Selected excerpt:
Honeysuckle Weeks has a memorable stage name, so called because the fragrant climbing plant was in bloom at the time she was born 38 years ago. After graduating from Oxford University with an English degree in 2001, she embarked on an acting career that has spanned stage and screen.
She is best known on the small screen for her role as Samantha Stewart in ITV’s wartime drama FOYLE’S WAR. In 2010 she appeared in the West End run of Agatha Christie’s A DAUGHTER’S A DAUGHTER at the Trafalgar Studios and three years later played Cordelia in KING LEAR at the Old Vic.
She is currently starring in the West End debut of Gore Vidal’s THE BEST MAN at the Playhouse Theatre. I did this montage of Honeysuckle in all three stage roles and she signed it for me as she arrived at the Playhouse for last Saturday’s matinee.

What you will do:
(A) In the passage about Honeysuckle Weeks, which role did she play in King Lear at the Old Vic?
(B) Which theaters does the passage about Honeysuckle Weeks name as venues where she has performed?
(C) Carry on writing the passage about Honeysuckle Weeks, picking up right after its final sentence.

Recorded data:
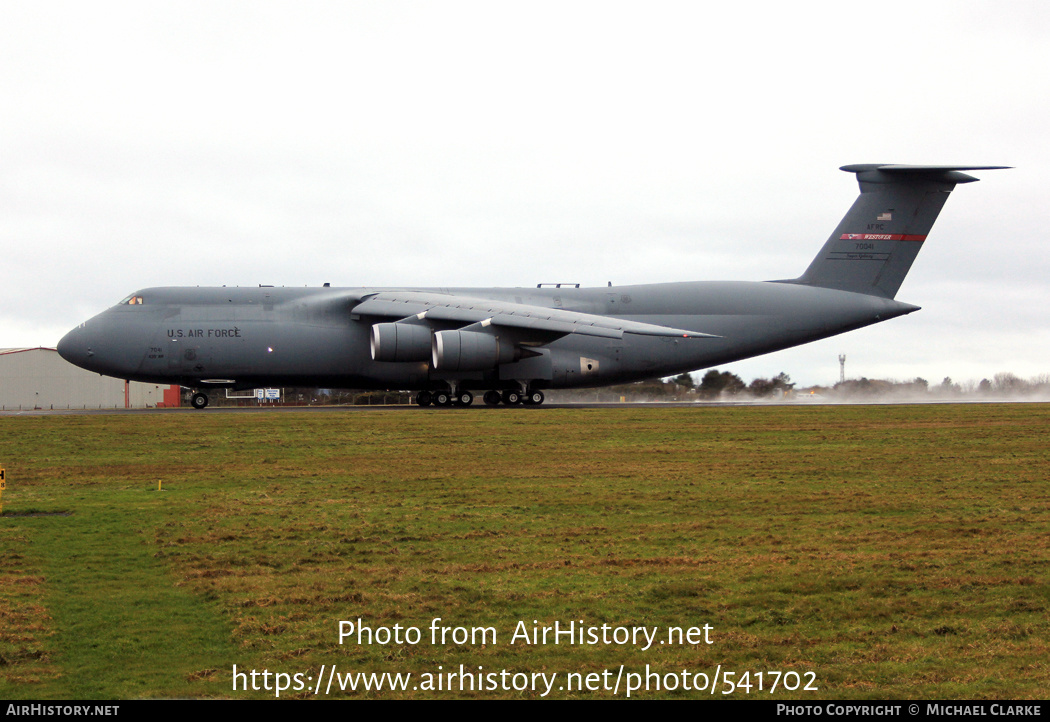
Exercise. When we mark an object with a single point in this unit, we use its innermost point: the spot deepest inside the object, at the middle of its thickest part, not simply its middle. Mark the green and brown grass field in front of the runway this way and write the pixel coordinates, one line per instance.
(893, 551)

Answers provided:
(A) Cordelia

(B) Trafalgar Studios, the Old Vic, and the Playhouse Theatre

(C)
After a decade, Sir Ian McKellen returned to play KING LEAR at the Chichester Festival Theatre in a sold-out five-week season late last year. Having played the role in Trevor Nunn’s 2007 production for the Royal Shakespeare Company, Sir Ian felt that performing it in vast theatre’s meant he declaimed lines that should have been more softly spoken or even whispered.
The contemporary retelling of Shakespeare’s most unforgiving tragedy in the intimate 280 seat, wrap around Minerva stage gave him that chance and at 78 he is closer to Lear’s age, which helped him achieve his aim: not to act Lear, but to be Lear in what is “probably his last big Shakespeare part,” according to a recent BBC interview.
The critics agreed, after six decades of acting, Sir Ian ‘reigned supreme’. “McKellen is never less than astonishing,” wrote Neil Norman in the Express, “McKellen is in full command of a lifetime’s acting technique,” said Mark Stenton in The Stage and ‘McKellen meticulously explores Lear’s delusions of grandeur,” exclaimed the Metro’s John Nathan.
I left this drawing at the theatre, which Sir Ian signed and dedicated with a bronze sharpie complete with a metallic glow on his insignia.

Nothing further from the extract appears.